-------- Data section --------

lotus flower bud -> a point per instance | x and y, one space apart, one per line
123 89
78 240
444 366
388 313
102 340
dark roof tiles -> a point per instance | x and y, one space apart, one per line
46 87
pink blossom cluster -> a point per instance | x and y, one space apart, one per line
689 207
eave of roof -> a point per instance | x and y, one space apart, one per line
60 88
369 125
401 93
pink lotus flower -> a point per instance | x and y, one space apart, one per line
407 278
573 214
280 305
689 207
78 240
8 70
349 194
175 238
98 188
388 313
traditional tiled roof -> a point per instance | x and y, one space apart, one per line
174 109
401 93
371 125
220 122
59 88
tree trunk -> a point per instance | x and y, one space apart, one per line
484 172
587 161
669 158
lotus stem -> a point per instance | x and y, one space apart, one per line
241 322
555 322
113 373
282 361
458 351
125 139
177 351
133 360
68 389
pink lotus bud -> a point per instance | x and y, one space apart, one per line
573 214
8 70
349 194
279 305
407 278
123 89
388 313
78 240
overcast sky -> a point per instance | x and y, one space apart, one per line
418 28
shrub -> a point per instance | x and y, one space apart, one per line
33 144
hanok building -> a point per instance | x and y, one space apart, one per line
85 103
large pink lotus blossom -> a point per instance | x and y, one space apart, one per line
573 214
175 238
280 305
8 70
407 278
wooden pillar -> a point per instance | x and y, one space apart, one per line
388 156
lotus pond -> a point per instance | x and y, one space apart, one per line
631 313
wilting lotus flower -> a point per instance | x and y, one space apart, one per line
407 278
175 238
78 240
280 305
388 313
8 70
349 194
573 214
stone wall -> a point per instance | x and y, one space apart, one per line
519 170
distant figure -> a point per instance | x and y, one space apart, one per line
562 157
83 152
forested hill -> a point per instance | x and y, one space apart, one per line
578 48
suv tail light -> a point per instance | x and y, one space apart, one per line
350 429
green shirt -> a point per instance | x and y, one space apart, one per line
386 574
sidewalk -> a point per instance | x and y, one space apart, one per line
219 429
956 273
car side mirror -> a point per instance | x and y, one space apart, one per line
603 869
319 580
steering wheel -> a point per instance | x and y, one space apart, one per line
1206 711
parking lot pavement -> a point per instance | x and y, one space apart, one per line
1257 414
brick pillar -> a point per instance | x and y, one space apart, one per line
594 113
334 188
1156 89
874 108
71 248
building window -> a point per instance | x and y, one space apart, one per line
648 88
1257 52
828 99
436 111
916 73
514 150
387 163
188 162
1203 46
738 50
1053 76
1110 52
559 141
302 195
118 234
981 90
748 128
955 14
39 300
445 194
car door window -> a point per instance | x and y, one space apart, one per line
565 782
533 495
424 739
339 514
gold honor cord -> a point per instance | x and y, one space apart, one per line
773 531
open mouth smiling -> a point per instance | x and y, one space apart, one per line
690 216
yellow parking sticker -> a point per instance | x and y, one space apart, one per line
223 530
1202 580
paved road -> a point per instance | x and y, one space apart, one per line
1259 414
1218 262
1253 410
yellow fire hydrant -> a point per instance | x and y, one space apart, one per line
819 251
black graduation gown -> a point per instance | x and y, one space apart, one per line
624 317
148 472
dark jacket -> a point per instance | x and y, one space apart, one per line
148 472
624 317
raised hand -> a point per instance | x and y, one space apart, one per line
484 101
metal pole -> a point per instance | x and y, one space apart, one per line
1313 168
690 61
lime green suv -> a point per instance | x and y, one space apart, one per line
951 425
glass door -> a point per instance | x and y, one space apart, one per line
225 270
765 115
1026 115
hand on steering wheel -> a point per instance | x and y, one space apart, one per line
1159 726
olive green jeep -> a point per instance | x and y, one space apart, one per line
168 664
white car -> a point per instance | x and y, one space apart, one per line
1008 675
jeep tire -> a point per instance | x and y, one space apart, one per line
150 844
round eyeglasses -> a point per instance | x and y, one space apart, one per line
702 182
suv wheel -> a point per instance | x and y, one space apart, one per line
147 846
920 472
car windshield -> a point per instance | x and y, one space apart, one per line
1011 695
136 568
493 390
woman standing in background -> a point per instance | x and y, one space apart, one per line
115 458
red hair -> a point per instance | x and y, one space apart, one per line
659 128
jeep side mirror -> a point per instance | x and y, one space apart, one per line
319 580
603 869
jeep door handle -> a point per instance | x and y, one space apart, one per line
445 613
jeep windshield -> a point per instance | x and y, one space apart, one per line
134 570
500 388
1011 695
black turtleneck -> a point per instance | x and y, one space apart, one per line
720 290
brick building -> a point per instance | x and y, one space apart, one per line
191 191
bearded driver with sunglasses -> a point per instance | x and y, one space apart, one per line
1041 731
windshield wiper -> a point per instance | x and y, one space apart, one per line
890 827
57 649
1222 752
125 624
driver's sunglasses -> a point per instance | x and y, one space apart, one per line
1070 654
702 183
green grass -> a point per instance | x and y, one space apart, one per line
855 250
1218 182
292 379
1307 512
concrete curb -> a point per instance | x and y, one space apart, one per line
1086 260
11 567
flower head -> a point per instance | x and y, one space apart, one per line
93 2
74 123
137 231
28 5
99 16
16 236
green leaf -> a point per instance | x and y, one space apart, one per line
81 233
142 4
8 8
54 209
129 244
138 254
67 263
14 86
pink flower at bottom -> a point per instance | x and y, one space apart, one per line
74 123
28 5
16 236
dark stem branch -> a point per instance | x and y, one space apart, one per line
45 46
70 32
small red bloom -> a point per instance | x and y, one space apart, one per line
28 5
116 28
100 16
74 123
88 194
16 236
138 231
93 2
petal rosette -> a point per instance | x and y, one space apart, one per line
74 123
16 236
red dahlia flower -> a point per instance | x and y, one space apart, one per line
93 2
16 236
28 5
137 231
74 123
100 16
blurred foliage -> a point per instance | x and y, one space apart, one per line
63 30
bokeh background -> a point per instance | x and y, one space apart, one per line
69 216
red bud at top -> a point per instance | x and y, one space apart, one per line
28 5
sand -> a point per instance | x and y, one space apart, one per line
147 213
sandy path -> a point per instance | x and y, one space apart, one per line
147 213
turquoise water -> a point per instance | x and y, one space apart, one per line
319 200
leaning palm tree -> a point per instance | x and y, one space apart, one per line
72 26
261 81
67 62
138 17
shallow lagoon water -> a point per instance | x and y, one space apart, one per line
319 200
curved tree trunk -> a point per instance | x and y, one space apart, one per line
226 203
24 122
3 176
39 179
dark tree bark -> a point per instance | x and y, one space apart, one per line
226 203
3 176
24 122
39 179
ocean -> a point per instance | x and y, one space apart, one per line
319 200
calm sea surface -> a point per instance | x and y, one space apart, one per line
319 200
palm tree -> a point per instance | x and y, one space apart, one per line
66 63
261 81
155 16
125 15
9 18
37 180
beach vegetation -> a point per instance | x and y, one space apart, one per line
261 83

--------

> Goal of the exercise
Would you give again, word for word, every line from the one with "red bud at top" through the final line of the listing above?

> Output of the exercise
red bud at top -> a point per instance | x and y, one space apart, one per line
28 5
sand -> a point per instance | x and y, one space apart, one per line
147 213
sandy path -> a point per instance | x and y, one space apart, one per line
147 213
turquoise water -> a point per instance | x and y, one space apart, one per line
319 200
leaning palm tree -> a point per instance | x and y, one space apart, one per line
72 26
261 81
67 62
138 17
shallow lagoon water -> a point per instance | x and y, one space apart, one per line
319 200
curved tree trunk -> a point per instance | x and y, one space apart, one per line
226 203
24 122
3 176
39 179
dark tree bark -> a point per instance | x and y, one space apart, one per line
226 203
3 176
24 122
39 179
ocean -> a point per instance | x and y, one space apart, one per line
319 200
calm sea surface -> a point per instance | x and y, one space apart, one per line
319 200
palm tree -> a point per instance | x and y, one space apart, one per line
66 63
261 81
155 16
125 15
9 18
37 180
beach vegetation -> a point per instance | x and y, one space apart, one per line
261 83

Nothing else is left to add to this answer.